PROBLEM TO WORK ON -
Return the part of the Neuro Dubel text starting at "Neuro Dubel (Russian: Нейро" and ending at "Belarusian Music Awards.", copied word for word.

= Neuro Dubel =

Belarusian punk rock band

Neuro Dubel (Russian: Нейро Дюбель, Belarusian: Нейра Дзюбель) is a Belarusian punk rock band originating from Minsk signed by West Records. It was founded by Alaksandar Kulinkovič (born 18 May 1972, died 4 August 2018) and his brother-in-law Hienadź Ahiejčyk on 17 July 1989. The band was recognized as Rock-Kings twice at the Rock Coronation Belarusian Music Awards.

==Members==
The band currently features only one original member: Andrej Ściepaniuk (aka. Stepashka) as a drummer. The other three members are guitarists, which include Vital Abramovič, Uładzimier Sachončyk and bass player Jaŭhien Broŭka (all three joined in 2003). Notable former members include Alaksandar Kulinkovič (lead vocalist, 1989–2018), Jury Navumaŭ (backing vocals, 1991–2020), Maksim Paravy (guitars, 1994–2003), Stanisłaŭ Papłaŭski (bass guitar, 1993–2003) and Maksim Ivašyn (keyboards, 1993–2004).

==Albums==
Neuro Dubel's first studio album Умные вещи (Clever Things) was released in 1995. By 2013, 8 studio albums followed.

==Studio discography==
- 1991 - Тотальная Дефлорация (Total Defloration)

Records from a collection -
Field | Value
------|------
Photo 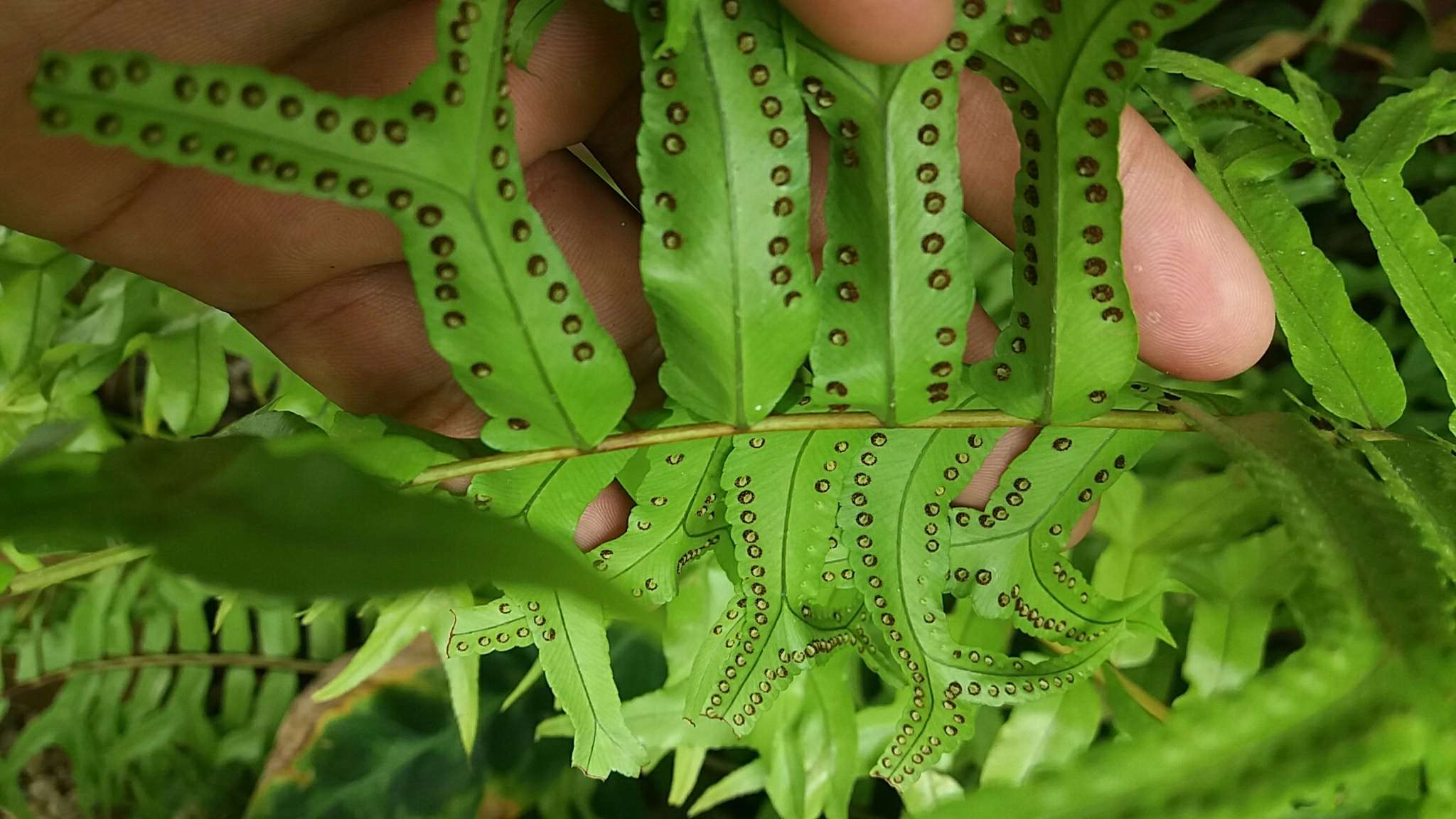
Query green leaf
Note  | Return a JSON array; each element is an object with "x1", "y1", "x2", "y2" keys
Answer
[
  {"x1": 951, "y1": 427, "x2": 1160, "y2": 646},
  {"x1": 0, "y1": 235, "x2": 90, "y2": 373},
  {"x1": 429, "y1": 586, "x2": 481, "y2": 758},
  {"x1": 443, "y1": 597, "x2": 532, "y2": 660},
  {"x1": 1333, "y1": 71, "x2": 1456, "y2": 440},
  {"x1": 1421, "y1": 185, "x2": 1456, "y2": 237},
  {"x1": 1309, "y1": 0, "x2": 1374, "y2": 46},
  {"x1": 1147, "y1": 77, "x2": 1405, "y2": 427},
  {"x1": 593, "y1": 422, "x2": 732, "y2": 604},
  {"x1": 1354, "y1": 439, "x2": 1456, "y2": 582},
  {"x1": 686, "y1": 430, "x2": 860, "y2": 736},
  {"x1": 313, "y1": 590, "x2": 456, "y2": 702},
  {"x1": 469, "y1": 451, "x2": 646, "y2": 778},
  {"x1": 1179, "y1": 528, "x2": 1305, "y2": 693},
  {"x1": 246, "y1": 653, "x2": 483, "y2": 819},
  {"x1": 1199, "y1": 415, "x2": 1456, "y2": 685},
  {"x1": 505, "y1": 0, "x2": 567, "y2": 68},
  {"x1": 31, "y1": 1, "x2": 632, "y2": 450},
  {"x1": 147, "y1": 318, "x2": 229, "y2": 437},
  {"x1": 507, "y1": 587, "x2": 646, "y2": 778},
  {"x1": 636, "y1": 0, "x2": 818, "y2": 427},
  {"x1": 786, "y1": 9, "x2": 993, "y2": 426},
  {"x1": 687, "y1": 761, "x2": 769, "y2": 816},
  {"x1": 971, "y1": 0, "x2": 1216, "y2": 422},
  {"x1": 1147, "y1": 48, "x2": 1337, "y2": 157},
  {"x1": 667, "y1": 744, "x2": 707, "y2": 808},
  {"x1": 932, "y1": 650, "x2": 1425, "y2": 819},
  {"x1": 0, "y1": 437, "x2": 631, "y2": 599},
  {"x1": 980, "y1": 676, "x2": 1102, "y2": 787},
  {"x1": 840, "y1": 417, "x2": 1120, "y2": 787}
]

---

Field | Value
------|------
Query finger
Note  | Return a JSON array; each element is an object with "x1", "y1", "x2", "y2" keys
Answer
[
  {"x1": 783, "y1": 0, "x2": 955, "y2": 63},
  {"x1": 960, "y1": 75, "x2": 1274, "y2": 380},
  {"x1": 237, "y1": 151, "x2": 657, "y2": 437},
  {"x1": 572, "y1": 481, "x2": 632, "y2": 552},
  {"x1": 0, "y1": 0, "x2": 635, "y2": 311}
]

WORKED SOLUTION -
Neuro Dubel (Russian: Нейро Дюбель, Belarusian: Нейра Дзюбель) is a Belarusian punk rock band originating from Minsk signed by West Records. It was founded by Alaksandar Kulinkovič (born 18 May 1972, died 4 August 2018) and his brother-in-law Hienadź Ahiejčyk on 17 July 1989. The band was recognized as Rock-Kings twice at the Rock Coronation Belarusian Music Awards.